Required task
Render everything from the line containing "Localize bison tail in the scene." down to the line containing "[454,280,574,400]" as a Markdown table with the columns Row and Line, numbering each row and skipping blank lines.

Source records

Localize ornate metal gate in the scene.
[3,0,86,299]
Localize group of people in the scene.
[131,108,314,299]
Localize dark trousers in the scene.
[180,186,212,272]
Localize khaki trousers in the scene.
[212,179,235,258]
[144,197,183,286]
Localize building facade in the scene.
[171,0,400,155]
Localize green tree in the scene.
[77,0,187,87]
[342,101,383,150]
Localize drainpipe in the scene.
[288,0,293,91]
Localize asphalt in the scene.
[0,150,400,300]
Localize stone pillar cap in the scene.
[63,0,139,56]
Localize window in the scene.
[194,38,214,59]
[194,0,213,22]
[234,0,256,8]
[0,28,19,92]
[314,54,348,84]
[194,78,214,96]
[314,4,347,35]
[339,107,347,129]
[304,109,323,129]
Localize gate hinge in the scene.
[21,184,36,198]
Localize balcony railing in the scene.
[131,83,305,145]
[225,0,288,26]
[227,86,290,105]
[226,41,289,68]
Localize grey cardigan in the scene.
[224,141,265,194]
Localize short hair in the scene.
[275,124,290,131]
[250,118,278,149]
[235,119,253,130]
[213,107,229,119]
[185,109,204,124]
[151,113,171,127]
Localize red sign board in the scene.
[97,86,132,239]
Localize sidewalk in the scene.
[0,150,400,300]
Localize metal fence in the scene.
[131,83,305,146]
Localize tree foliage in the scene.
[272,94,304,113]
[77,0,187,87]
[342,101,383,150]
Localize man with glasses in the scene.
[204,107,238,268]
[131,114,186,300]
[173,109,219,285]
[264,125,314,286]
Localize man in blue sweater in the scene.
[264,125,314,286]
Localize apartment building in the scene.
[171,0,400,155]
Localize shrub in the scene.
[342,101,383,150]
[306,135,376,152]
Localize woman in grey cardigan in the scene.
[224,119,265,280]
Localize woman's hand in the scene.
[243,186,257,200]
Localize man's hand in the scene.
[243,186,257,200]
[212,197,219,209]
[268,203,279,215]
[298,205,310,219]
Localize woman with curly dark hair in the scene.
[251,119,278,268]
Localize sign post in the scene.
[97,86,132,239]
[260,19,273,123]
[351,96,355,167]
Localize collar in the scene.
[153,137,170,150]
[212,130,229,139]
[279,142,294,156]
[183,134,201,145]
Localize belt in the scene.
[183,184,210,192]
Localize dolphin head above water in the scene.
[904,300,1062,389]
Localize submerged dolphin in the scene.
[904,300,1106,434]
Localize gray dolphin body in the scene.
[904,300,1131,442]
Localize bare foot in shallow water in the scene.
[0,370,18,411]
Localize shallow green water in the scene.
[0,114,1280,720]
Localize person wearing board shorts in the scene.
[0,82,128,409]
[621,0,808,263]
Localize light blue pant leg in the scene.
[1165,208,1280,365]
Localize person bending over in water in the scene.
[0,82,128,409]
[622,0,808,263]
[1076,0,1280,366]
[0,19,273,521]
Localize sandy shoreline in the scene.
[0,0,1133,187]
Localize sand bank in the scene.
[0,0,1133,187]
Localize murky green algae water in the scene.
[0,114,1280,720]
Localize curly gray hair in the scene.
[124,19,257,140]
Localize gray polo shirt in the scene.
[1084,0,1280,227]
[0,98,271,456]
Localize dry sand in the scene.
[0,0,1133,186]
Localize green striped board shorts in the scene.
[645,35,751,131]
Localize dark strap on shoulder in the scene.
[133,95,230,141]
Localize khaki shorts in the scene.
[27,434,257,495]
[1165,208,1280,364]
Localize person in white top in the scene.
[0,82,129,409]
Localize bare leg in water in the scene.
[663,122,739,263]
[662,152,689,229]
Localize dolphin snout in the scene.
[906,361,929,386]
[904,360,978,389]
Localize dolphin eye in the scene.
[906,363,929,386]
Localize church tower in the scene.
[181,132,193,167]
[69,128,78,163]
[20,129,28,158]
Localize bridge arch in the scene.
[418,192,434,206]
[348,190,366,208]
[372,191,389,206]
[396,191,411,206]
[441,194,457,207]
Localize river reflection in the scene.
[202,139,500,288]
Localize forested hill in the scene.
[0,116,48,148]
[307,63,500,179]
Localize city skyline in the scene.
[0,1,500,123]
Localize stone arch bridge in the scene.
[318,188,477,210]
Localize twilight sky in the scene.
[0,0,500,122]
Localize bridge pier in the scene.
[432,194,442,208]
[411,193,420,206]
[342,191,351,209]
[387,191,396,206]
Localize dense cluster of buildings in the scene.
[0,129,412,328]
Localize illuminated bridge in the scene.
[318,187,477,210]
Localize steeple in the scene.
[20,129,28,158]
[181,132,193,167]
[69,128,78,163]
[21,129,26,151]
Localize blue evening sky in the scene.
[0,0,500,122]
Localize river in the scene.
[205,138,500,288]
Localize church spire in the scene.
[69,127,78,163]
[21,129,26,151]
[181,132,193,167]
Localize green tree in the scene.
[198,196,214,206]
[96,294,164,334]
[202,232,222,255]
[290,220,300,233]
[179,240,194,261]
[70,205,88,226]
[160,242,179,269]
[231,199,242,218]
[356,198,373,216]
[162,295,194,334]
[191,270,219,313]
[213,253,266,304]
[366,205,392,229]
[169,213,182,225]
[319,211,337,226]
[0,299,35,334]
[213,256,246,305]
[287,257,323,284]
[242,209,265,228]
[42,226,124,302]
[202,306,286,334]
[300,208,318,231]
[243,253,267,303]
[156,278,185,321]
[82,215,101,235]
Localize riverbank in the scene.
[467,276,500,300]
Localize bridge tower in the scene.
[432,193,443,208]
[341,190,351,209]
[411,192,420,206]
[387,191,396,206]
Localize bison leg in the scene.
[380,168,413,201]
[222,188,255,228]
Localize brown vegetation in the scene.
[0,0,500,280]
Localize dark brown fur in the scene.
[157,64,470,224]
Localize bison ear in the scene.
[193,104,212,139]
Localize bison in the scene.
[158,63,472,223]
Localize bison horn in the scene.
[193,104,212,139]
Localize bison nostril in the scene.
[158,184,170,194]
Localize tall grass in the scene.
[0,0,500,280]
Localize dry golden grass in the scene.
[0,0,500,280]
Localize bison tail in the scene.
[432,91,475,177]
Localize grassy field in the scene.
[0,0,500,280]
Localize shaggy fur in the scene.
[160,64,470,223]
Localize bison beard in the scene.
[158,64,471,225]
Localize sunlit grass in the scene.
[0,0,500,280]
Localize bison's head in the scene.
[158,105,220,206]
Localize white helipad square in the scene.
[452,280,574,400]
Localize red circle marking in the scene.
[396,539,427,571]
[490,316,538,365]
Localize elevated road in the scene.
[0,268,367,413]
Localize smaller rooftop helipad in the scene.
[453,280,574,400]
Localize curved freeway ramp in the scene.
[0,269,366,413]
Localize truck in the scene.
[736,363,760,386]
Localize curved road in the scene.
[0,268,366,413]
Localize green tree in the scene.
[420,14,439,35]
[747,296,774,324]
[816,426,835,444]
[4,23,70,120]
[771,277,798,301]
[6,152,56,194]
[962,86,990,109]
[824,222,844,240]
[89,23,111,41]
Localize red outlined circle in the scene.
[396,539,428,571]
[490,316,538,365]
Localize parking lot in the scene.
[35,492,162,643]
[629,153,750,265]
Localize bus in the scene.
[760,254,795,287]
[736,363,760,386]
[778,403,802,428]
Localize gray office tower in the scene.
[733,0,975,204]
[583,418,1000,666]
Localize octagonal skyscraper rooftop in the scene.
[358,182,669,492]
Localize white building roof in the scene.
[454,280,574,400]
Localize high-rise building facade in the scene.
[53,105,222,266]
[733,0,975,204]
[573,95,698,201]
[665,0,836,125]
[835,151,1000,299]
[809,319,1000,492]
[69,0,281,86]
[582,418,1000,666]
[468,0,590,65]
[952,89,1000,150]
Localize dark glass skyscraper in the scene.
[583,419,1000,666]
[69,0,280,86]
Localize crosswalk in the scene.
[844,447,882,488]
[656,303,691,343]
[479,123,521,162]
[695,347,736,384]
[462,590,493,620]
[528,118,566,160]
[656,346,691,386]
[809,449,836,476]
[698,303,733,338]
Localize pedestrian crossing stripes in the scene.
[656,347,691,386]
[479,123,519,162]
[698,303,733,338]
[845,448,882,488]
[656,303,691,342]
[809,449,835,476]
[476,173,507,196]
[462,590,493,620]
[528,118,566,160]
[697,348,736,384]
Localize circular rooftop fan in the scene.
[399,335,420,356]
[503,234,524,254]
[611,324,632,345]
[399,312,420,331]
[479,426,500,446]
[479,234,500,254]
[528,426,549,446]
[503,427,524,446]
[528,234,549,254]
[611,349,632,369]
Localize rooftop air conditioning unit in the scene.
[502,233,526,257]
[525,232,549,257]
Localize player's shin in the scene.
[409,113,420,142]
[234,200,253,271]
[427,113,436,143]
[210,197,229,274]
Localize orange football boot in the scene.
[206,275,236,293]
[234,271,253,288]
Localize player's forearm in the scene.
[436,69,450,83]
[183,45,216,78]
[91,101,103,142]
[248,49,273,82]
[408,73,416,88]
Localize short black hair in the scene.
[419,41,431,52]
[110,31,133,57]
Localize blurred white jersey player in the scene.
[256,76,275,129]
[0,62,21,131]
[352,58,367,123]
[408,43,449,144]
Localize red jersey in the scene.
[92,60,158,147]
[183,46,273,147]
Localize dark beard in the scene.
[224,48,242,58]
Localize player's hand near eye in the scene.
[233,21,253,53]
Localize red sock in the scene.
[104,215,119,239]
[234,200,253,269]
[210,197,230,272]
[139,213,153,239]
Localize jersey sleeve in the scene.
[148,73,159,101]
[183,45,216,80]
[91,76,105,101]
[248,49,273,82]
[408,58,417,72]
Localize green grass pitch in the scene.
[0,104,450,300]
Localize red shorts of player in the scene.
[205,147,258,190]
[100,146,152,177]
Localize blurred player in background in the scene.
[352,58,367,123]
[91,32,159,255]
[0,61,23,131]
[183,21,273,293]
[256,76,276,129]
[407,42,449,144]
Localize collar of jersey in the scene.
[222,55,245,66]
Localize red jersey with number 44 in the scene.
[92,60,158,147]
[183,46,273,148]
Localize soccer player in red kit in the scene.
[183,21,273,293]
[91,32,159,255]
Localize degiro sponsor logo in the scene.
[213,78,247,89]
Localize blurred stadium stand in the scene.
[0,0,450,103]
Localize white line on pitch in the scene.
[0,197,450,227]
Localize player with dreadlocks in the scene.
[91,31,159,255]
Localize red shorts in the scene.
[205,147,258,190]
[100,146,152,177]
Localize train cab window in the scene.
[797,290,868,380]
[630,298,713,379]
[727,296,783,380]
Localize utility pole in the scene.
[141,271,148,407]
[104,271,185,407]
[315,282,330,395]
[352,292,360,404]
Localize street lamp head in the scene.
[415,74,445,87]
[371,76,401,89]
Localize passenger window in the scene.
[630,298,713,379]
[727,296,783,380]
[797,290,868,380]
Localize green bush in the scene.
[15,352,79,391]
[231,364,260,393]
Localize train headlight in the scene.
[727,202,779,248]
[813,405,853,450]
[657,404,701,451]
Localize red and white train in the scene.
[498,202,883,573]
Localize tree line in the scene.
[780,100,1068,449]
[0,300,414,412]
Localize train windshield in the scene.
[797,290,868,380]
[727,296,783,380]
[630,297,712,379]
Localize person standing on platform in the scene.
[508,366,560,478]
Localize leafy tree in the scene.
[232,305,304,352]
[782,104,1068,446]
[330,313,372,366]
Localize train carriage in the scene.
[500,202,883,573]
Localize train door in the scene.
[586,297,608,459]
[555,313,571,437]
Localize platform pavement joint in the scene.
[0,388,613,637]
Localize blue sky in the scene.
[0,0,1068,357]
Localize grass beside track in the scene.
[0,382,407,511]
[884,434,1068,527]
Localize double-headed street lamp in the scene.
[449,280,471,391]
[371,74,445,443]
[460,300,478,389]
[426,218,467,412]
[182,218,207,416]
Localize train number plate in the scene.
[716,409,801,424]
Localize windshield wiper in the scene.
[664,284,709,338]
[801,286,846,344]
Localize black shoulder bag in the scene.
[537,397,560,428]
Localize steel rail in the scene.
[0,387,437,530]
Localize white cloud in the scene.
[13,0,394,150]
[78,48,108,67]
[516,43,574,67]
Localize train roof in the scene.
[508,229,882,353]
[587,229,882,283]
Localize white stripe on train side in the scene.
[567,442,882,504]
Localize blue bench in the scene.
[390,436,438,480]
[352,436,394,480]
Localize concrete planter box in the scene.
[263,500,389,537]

Output below
| Row | Line |
|---|---|
| 1 | Localize bison tail in the scene. |
| 2 | [432,91,475,177] |
| 3 | Localize grassy field in the scene. |
| 4 | [0,0,500,280] |
| 5 | Localize shaggy fur in the scene. |
| 6 | [160,64,470,223] |
| 7 | Localize bison beard in the scene. |
| 8 | [158,64,471,225] |
| 9 | Localize sunlit grass in the scene. |
| 10 | [0,0,500,280] |
| 11 | Localize bison's head in the scene. |
| 12 | [158,105,220,206] |
| 13 | Localize white helipad square in the scene. |
| 14 | [452,280,574,400] |
| 15 | Localize red circle marking in the scene. |
| 16 | [396,539,427,571] |
| 17 | [490,316,538,365] |
| 18 | Localize elevated road in the scene. |
| 19 | [0,268,367,413] |
| 20 | Localize smaller rooftop helipad in the scene. |
| 21 | [453,280,574,400] |
| 22 | Localize curved freeway ramp in the scene. |
| 23 | [0,269,366,413] |
| 24 | Localize truck in the scene. |
| 25 | [736,363,760,386] |
| 26 | Localize curved road in the scene. |
| 27 | [0,268,366,413] |
| 28 | Localize green tree in the scene. |
| 29 | [420,14,439,35] |
| 30 | [747,296,774,324] |
| 31 | [816,426,835,444] |
| 32 | [4,23,70,120] |
| 33 | [771,277,798,301] |
| 34 | [6,152,56,194] |
| 35 | [962,86,990,109] |
| 36 | [824,222,844,240] |
| 37 | [89,23,111,41] |
| 38 | Localize red outlined circle in the scene. |
| 39 | [396,539,428,571] |
| 40 | [490,316,538,365] |
| 41 | Localize parking lot in the scene. |
| 42 | [35,492,162,643] |
| 43 | [629,153,750,265] |
| 44 | Localize bus in the scene. |
| 45 | [760,254,795,287] |
| 46 | [736,363,760,386] |
| 47 | [778,403,802,428] |
| 48 | Localize gray office tower in the scene. |
| 49 | [733,0,975,204] |
| 50 | [583,418,1000,666] |
| 51 | Localize octagonal skyscraper rooftop in the scene. |
| 52 | [358,182,669,492] |
| 53 | Localize white building roof in the scene. |
| 54 | [454,280,574,400] |